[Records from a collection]
*-*-*
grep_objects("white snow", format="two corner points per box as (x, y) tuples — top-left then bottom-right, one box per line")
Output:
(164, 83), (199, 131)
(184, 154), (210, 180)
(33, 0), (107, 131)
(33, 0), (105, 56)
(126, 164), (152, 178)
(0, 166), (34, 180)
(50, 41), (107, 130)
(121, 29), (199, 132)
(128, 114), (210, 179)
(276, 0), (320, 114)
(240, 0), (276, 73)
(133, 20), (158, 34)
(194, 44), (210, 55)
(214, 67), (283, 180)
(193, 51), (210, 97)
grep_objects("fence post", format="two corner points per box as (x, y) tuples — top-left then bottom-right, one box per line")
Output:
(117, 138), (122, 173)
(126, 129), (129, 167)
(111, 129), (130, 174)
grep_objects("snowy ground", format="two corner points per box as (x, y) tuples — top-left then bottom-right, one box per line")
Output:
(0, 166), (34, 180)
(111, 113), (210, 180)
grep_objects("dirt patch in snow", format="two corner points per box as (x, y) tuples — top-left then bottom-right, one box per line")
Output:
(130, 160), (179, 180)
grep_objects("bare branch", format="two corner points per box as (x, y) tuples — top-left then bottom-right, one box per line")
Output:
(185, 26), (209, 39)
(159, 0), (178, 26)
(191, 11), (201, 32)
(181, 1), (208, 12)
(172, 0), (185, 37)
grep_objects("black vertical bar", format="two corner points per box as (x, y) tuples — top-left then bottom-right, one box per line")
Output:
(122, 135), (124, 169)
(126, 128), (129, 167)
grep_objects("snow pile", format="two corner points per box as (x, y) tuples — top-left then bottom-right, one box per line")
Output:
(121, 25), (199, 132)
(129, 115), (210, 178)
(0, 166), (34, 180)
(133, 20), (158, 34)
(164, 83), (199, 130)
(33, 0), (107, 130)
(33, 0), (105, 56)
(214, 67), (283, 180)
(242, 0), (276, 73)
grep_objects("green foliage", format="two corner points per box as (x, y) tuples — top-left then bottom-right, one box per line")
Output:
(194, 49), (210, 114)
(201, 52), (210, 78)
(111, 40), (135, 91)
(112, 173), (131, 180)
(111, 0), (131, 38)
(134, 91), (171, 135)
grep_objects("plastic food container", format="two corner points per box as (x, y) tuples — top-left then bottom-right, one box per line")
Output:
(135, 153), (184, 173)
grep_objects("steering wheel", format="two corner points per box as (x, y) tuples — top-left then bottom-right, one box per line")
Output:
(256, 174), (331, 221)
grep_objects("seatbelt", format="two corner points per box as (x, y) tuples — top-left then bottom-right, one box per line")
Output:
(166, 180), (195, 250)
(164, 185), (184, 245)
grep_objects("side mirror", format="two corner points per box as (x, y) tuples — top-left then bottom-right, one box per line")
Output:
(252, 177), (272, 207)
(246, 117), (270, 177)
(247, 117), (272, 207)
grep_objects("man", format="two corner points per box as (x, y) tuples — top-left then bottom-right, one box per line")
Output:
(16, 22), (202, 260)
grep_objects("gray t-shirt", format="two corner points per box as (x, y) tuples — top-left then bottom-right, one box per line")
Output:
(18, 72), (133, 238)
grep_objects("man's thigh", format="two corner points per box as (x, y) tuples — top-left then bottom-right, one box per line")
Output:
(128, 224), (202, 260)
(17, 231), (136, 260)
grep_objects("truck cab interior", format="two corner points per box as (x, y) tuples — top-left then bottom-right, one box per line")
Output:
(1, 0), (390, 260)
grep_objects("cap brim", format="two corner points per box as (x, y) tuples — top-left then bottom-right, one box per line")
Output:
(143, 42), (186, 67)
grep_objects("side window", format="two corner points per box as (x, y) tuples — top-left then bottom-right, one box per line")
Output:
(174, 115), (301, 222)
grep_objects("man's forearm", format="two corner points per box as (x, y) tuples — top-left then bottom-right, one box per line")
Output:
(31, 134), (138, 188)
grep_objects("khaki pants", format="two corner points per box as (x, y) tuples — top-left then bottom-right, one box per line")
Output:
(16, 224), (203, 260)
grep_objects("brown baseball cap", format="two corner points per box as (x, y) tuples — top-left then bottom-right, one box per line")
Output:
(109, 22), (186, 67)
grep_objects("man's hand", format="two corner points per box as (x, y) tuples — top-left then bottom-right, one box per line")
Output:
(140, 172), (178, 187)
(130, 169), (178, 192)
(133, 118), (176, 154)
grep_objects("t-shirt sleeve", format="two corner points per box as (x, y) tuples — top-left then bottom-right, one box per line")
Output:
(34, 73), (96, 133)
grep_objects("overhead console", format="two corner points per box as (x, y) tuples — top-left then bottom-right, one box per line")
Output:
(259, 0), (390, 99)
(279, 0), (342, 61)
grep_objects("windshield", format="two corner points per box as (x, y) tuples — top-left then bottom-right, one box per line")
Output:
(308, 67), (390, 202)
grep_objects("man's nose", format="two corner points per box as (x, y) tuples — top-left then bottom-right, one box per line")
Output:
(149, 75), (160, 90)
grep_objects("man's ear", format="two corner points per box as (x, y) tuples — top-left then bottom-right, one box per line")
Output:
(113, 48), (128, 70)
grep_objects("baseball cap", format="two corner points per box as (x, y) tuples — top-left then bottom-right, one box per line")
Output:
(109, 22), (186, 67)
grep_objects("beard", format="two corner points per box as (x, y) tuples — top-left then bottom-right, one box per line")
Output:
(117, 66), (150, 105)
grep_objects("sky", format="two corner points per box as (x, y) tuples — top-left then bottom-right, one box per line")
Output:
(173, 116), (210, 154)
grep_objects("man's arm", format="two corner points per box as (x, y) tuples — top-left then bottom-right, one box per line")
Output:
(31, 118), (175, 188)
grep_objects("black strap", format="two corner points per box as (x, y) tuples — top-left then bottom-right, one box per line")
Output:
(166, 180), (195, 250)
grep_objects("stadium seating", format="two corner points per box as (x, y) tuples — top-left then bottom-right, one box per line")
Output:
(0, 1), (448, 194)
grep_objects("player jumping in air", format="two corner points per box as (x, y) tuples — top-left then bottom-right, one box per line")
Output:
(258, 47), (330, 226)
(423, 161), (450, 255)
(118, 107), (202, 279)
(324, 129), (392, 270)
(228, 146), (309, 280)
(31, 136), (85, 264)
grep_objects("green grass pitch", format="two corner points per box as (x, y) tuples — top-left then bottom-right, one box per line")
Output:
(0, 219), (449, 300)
*-*-*
*DIRECTIONS FOR THIS TASK:* Return all lines from the entries that contain the string "shirt".

*TASK SOLUTION:*
grep_objects("gray t-shirt", format="two corner points per box as (x, y) tuples — top-left then bottom-right, one box per line")
grep_objects("t-shirt sleeve", format="two corner points per box as (x, y) tuples — top-left then bottom-right, one box per line")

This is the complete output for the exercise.